>> START Passage provided

In terms of my company, we used to go more with the IPhone theory of pricing.  It meant that when we came up with an innovation that could cut costs, we had some spare cash to spend on making the product better.

I don’t think it’s a coincidence that our current pricing model has coincided with a loss of interest in taking the kind of small risks that can lead to significant benefits. 

I think that last theory re: pricing is sound - if all you get from clients is “shut up and take my money” you are probably undercutting yourself.


----------



## Sue (Jan 2, 2022)

scifisam said:


> Ah, you got to give her points for trying.


Well I thanked her for her honesty as I'm pretty sure she wasn't meant to tell me the other stuff she did!


----------



## 8ball (Jan 2, 2022)

scifisam said:


> Probably should have specified without a contract tied to the iPhone.



Handset only deal.  No contract.  I think there was a deal because it had just come out - seems to be £439 direct from Apple today.

I might have shopped around the Android offerings a bit more otherwise.

No way I’d be going for the eyewateringly expensive models.  I’m in my late 40’s - none of my mates give a shit what phone anyone has.  Not that I gave a shit 20 years ago either.  I had a Motorola dumbphone for the first decade of smartphones.


----------



## scifisam (Jan 2, 2022)

8ball said:


> Handset only deal.  No contract.  I think there was a deal because it had just come out - seems to be £439 direct from Apple today.
> 
> I might have shopped around the Android offerings a bit more otherwise.
> 
> No way I’d be going for the eyewateringly expensive models.  I’m in my late 40’s - none of my mates give a shit what phone anyone has.  Not that I gave a shit 20 years ago either.  I had a Motorola dumbphone for the first decade of smartphones.



That's not as bad then, though when I've been looking for a new phone and have been keeping an open mind about brands I've never seen anything even approaching that. Only refurbs or phones with eye-wateringly expensive contracts.

I've never spent over £250 on an Android with really good specs, though, not lacking in anything a more expensive phone could cost. In fact I used to buy the best non-iPhones because they were genuinely better than the cheap ones (and that's about how much they used to cost), but these days the difference just isn't something you could notice.


----------



## UnderAnOpenSky (Jan 2, 2022)

It's naive to think that just because you cam pay 160 for a phone Apple are ripping you off. I've never owned an iPhone, but it's still obvious from Androids I've had that some stuff costs money. OLED screens, decent cameras, fast CPUs. You might not need or want that, but the experience is noticeably different.

>> END Passage provided

**To be done:**
1) Copy the phone pricing thread word for word, from "## UnderAnOpenSky (Jan" to "is noticeably different.".
2) Carry on the forum thread about phone pricing, starting after its final sentence.
The entries are not needed.

>> START Data lines

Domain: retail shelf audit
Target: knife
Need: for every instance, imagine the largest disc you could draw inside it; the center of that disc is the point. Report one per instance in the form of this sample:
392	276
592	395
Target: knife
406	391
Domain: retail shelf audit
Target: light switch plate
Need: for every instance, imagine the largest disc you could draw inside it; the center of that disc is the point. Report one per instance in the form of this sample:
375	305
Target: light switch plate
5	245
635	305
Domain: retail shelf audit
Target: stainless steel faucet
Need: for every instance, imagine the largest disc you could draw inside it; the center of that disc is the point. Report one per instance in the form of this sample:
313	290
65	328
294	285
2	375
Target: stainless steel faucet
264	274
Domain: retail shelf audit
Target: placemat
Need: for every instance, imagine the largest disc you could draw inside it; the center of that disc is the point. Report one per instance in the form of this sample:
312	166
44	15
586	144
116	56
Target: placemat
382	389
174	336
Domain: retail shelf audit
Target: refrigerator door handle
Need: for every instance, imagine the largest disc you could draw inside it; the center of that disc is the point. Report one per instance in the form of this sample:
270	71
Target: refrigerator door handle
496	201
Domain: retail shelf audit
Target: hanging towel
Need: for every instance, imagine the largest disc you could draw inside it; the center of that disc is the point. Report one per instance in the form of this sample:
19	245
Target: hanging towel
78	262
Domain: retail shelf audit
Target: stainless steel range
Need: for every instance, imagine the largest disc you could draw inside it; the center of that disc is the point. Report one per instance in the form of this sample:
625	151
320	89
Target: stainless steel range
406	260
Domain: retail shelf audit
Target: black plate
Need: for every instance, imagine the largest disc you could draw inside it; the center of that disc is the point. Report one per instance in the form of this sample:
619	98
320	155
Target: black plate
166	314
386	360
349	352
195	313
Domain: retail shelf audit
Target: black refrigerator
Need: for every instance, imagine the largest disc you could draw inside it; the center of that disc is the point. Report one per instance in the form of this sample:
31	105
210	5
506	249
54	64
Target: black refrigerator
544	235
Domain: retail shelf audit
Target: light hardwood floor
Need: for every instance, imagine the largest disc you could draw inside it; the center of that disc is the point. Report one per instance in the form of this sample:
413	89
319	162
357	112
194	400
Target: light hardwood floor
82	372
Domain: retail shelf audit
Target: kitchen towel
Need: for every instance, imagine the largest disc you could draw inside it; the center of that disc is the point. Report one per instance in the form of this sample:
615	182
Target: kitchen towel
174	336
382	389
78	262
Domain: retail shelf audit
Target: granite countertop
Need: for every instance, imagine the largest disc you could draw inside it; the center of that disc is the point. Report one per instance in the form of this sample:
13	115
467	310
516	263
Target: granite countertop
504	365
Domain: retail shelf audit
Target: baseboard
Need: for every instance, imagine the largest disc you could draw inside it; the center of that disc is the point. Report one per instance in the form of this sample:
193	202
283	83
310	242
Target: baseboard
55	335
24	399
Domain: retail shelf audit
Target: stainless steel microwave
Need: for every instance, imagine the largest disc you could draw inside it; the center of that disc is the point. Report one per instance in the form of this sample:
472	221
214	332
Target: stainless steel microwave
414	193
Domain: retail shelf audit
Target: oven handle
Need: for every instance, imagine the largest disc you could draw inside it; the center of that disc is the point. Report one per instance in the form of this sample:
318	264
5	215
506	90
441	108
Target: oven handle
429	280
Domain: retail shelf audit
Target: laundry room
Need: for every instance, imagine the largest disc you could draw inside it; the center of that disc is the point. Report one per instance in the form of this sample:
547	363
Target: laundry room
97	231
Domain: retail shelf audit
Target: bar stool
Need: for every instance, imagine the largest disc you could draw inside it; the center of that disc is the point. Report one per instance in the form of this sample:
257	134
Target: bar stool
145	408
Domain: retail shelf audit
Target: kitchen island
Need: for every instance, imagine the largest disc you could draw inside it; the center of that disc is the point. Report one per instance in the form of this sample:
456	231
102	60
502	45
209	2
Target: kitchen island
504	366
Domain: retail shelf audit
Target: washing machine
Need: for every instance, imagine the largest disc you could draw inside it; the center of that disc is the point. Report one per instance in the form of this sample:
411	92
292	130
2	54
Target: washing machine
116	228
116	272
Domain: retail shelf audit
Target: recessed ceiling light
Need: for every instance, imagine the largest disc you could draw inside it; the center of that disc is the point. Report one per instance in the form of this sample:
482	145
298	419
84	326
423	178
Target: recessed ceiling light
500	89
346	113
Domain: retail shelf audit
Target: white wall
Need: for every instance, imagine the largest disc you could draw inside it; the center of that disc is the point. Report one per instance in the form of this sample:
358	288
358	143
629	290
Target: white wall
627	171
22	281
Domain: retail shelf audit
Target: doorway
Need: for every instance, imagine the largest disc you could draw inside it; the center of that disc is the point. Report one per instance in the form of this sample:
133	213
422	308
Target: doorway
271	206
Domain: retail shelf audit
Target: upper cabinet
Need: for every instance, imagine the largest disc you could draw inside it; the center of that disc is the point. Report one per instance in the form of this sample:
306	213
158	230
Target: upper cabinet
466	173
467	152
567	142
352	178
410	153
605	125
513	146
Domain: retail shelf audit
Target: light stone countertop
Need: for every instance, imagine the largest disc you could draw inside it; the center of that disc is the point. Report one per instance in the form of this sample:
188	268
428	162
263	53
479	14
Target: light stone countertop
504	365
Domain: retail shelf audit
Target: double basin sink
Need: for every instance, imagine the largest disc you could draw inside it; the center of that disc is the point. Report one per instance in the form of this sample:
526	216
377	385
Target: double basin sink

>> END Data lines

**Answers to the problems:**
1)
## UnderAnOpenSky (Jan 2, 2022)

It's naive to think that just because you cam pay 160 for a phone Apple are ripping you off. I've never owned an iPhone, but it's still obvious from Androids I've had that some stuff costs money. OLED screens, decent cameras, fast CPUs. You might not need or want that, but the experience is noticeably different.

2)
----------



## 8ball (Jan 2, 2022)

scifisam said:


> That's not as bad then, though when I've been looking for a new phone and have been keeping an open mind about brands I've never seen anything even approaching that. Only refurbs or phones with eye-wateringly expensive contracts.
> 
> I've never spent over £250 on an Android with really good specs, though, not lacking in anything a more expensive phone could cost. In fact I used to buy the best non-iPhones because they were genuinely better than the cheap ones (and that's about how much they used to cost), but these days the difference just isn't something you could notice.



I’d originally intended to get an Android when new cases for the old Moto dried up, but got a 5s as a Christmas present some years back.  I don’t really know much about Android.  I get the sense there are some frustrations with different app stores (like there’s a “generic store” and also a “phone specific” store) and I have mates that have frustrating glitches on occasion.  I have no idea whether that is down to their choice of phone.  Android owners often tell me that the “it just works” benefit of IPhones is overstated.

If you know what you’re doing, I don’t doubt that you can get more bang for your buck with an Android.  Being able to buy this one and have it automatically set itself up as a perfect copy of my old phone (just better) was nice, though.  I see it as a bit like that compromise when choosing energy providers - it’s always a matter of either investing money or time.

I also use Siri and Shortcuts (the in-built visual programming language) quite a lot.  But like I said before, it would be nice if they invested in Siri a little more.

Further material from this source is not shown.